Task directions: Report every line in the records below that holds the word "chrome".

Dataset extract:

════════════════

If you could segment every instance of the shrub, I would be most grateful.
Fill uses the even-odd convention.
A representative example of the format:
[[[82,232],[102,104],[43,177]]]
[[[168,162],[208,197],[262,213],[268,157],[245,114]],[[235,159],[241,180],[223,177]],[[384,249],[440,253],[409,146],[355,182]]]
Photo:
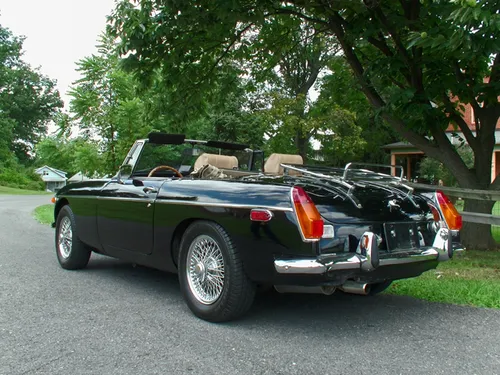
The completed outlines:
[[[44,190],[45,183],[33,170],[19,164],[0,165],[0,185],[17,189]]]

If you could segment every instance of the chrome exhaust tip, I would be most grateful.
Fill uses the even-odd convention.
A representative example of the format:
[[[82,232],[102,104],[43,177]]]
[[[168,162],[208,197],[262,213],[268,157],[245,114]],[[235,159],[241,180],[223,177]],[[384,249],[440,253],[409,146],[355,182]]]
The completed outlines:
[[[301,294],[324,294],[331,296],[337,289],[334,286],[297,286],[297,285],[275,285],[278,293],[301,293]]]
[[[355,281],[347,280],[339,289],[345,293],[360,294],[366,296],[370,293],[370,284],[357,283]]]

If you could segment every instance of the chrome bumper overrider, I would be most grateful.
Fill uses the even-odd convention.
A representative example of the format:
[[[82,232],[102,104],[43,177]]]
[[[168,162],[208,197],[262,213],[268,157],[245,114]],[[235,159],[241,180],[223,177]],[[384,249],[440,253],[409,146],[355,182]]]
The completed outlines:
[[[340,270],[373,271],[379,267],[409,264],[426,261],[445,261],[453,256],[451,232],[442,228],[436,234],[430,247],[408,251],[381,253],[378,250],[376,235],[365,232],[361,236],[355,253],[337,253],[319,256],[316,259],[276,259],[274,267],[283,274],[324,274]]]

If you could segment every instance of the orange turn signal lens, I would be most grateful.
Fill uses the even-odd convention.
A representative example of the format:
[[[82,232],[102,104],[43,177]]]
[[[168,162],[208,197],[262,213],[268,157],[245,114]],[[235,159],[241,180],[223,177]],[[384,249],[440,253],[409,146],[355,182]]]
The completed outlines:
[[[320,239],[323,236],[324,222],[309,195],[301,187],[294,187],[292,201],[304,239]]]
[[[458,213],[450,199],[441,190],[436,191],[436,197],[448,229],[462,229],[462,215]]]
[[[56,203],[57,199],[56,197],[52,197],[52,199],[50,200],[52,203]]]

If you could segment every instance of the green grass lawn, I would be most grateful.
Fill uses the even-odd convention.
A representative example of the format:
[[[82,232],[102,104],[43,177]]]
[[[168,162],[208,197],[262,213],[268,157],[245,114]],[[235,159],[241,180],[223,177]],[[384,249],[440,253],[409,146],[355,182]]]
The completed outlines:
[[[54,194],[51,192],[39,191],[39,190],[23,190],[15,189],[7,186],[0,186],[0,194],[12,194],[12,195],[50,195]]]
[[[500,308],[500,251],[466,251],[419,277],[394,282],[386,293]]]
[[[50,225],[54,221],[54,205],[44,204],[35,208],[34,216],[42,224]]]

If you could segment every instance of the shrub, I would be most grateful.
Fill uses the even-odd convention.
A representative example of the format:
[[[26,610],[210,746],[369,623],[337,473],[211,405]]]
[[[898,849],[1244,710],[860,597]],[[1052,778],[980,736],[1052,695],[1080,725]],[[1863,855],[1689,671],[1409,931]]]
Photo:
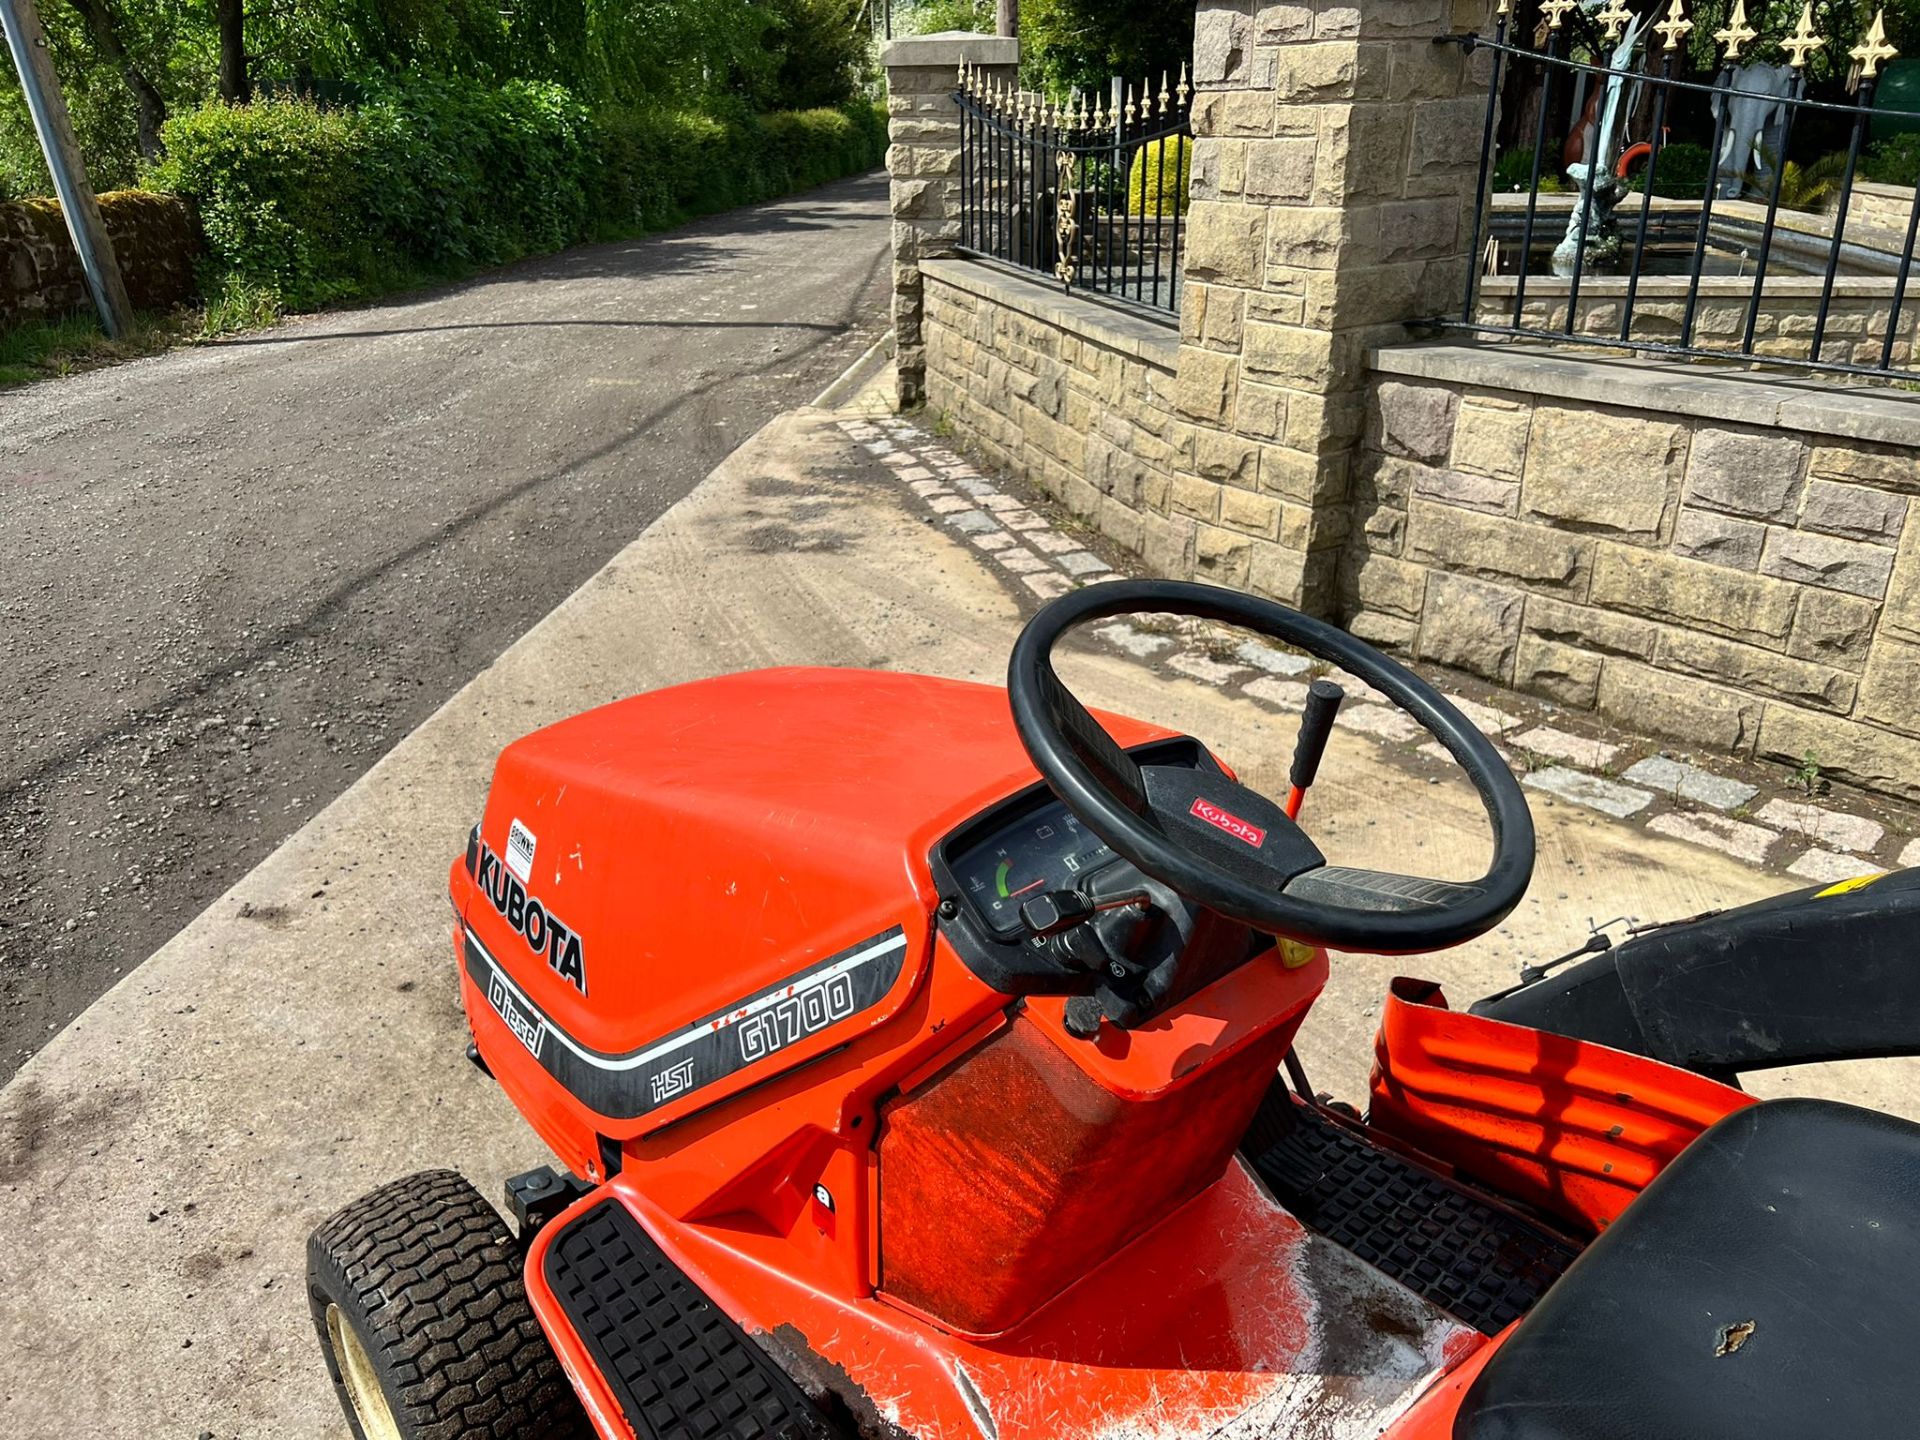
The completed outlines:
[[[596,115],[557,85],[416,79],[348,109],[210,105],[166,139],[152,182],[198,206],[208,292],[303,309],[868,169],[886,124],[864,102]]]
[[[1707,176],[1713,173],[1713,156],[1704,145],[1675,140],[1662,145],[1659,164],[1653,177],[1653,193],[1664,200],[1699,200],[1707,193]],[[1644,164],[1634,171],[1631,184],[1636,192],[1647,183]]]
[[[1882,185],[1920,185],[1920,134],[1895,135],[1868,147],[1860,173]]]
[[[1168,153],[1168,147],[1172,153]],[[1127,175],[1127,213],[1184,215],[1193,171],[1193,143],[1184,135],[1142,145]]]

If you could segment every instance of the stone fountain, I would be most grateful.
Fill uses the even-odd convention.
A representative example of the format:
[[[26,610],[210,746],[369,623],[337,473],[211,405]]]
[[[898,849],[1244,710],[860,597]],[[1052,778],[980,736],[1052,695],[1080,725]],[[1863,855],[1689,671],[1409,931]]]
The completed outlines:
[[[1592,8],[1592,0],[1588,8]],[[1612,19],[1616,13],[1620,12],[1610,8],[1601,19]],[[1624,26],[1607,66],[1611,70],[1626,71],[1632,67],[1634,54],[1640,48],[1646,22],[1639,16],[1623,13],[1620,19]],[[1607,77],[1582,156],[1566,167],[1567,178],[1576,189],[1566,236],[1553,250],[1556,275],[1570,276],[1576,267],[1587,271],[1605,270],[1619,258],[1620,230],[1614,223],[1613,213],[1632,187],[1614,174],[1614,164],[1620,158],[1620,132],[1626,124],[1627,111],[1632,108],[1631,95],[1637,85],[1637,81],[1624,74]]]

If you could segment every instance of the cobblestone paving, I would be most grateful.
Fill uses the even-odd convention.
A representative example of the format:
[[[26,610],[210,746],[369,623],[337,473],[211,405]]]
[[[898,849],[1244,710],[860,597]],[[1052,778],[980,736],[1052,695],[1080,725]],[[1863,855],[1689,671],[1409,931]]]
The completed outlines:
[[[1007,584],[1051,600],[1081,585],[1118,578],[1099,542],[1057,525],[1043,503],[1020,498],[1020,487],[978,466],[912,420],[876,415],[848,418],[840,428],[893,471],[905,495],[929,518],[946,525],[998,567]],[[1142,665],[1239,693],[1276,710],[1298,710],[1306,682],[1330,674],[1347,692],[1336,722],[1398,752],[1413,767],[1451,765],[1408,715],[1377,690],[1314,660],[1242,632],[1175,617],[1136,617],[1093,627],[1093,639]],[[1483,691],[1488,687],[1481,687]],[[1719,774],[1656,742],[1609,732],[1607,738],[1529,723],[1515,710],[1571,717],[1525,697],[1494,692],[1487,698],[1441,689],[1521,776],[1522,783],[1561,802],[1637,825],[1668,839],[1715,850],[1749,865],[1816,884],[1834,884],[1896,866],[1920,865],[1920,814],[1883,817],[1854,813],[1801,790],[1762,801],[1762,787]],[[1579,717],[1581,720],[1587,717]],[[1577,722],[1575,722],[1577,723]],[[1522,728],[1525,727],[1525,728]],[[1817,788],[1817,783],[1815,788]]]

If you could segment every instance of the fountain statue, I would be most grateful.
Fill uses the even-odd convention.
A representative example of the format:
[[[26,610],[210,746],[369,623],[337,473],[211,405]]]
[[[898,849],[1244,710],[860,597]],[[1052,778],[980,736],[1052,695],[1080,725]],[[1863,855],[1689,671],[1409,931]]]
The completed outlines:
[[[1587,8],[1592,8],[1594,3],[1596,0],[1588,0]],[[1607,66],[1625,72],[1633,66],[1634,53],[1646,33],[1646,22],[1639,16],[1624,14],[1617,6],[1610,6],[1609,13],[1600,18],[1614,20],[1616,17],[1622,22],[1622,29]],[[1626,199],[1631,187],[1614,174],[1614,163],[1620,158],[1620,132],[1626,125],[1627,112],[1633,108],[1632,95],[1637,88],[1638,82],[1624,73],[1607,76],[1606,84],[1596,97],[1597,103],[1589,102],[1580,117],[1581,124],[1568,142],[1569,152],[1577,158],[1564,168],[1567,178],[1574,182],[1576,193],[1573,214],[1567,219],[1566,236],[1553,250],[1556,275],[1572,275],[1576,267],[1603,270],[1619,258],[1620,231],[1614,224],[1613,212]]]
[[[1748,61],[1734,72],[1730,86],[1714,91],[1714,116],[1725,137],[1714,164],[1714,186],[1721,199],[1742,194],[1764,198],[1772,192],[1773,157],[1786,138],[1792,89],[1789,67]]]

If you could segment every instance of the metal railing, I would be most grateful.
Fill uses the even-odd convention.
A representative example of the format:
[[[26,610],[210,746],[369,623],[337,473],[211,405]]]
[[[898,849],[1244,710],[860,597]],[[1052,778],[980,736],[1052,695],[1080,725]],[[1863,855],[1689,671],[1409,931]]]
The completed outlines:
[[[1177,315],[1192,91],[1183,69],[1115,92],[1060,103],[964,71],[960,247]]]
[[[1827,43],[1814,32],[1811,5],[1798,28],[1778,39],[1785,62],[1758,66],[1742,59],[1761,37],[1748,23],[1745,0],[1737,0],[1726,26],[1713,33],[1720,68],[1711,84],[1675,73],[1694,28],[1684,0],[1644,16],[1625,0],[1606,0],[1604,8],[1598,0],[1545,0],[1545,43],[1538,48],[1518,43],[1510,9],[1502,0],[1491,39],[1438,42],[1493,52],[1466,303],[1444,323],[1652,354],[1849,375],[1920,374],[1913,333],[1920,315],[1907,306],[1920,190],[1904,235],[1898,226],[1870,235],[1849,228],[1869,125],[1920,120],[1874,108],[1880,65],[1895,54],[1882,16],[1845,52],[1857,86],[1847,103],[1836,103],[1808,93],[1808,57]],[[1591,59],[1567,53],[1570,11],[1593,26]],[[1490,185],[1501,87],[1519,67],[1539,77],[1524,206],[1500,203]],[[1630,119],[1647,119],[1649,111],[1635,140]],[[1677,194],[1669,181],[1656,198],[1662,161],[1680,142],[1670,133],[1675,118],[1689,111],[1708,132],[1704,182]],[[1757,132],[1756,114],[1763,117]],[[1569,188],[1543,197],[1543,156],[1558,143],[1550,128],[1556,117],[1565,117],[1561,133],[1570,137],[1561,157],[1567,163],[1544,169],[1544,176],[1553,181],[1564,168]],[[1803,124],[1847,135],[1844,152],[1835,155],[1845,157],[1833,167],[1837,181],[1823,182],[1829,194],[1817,215],[1795,208],[1806,197],[1784,189],[1789,170],[1800,168],[1784,157]],[[1671,168],[1681,168],[1678,160],[1675,152]],[[1750,200],[1743,198],[1748,193]],[[1552,251],[1542,253],[1563,223]]]

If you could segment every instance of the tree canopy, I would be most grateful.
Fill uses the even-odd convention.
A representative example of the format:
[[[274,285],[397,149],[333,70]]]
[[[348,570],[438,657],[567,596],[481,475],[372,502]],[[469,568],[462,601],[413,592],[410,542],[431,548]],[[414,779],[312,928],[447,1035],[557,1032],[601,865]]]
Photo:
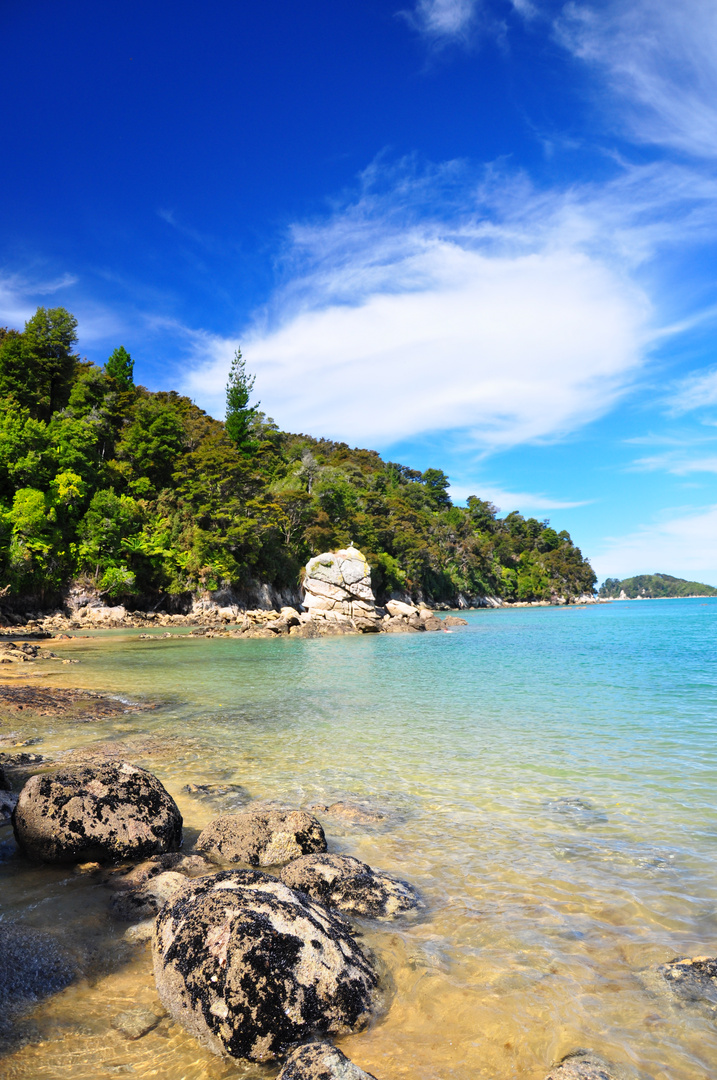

════════════════

Solution to the exercise:
If you could segment every instance of the chrome exhaust tip, I would be most grateful.
If you could segment every instance of the chrome bumper overrider, I would be most grateful.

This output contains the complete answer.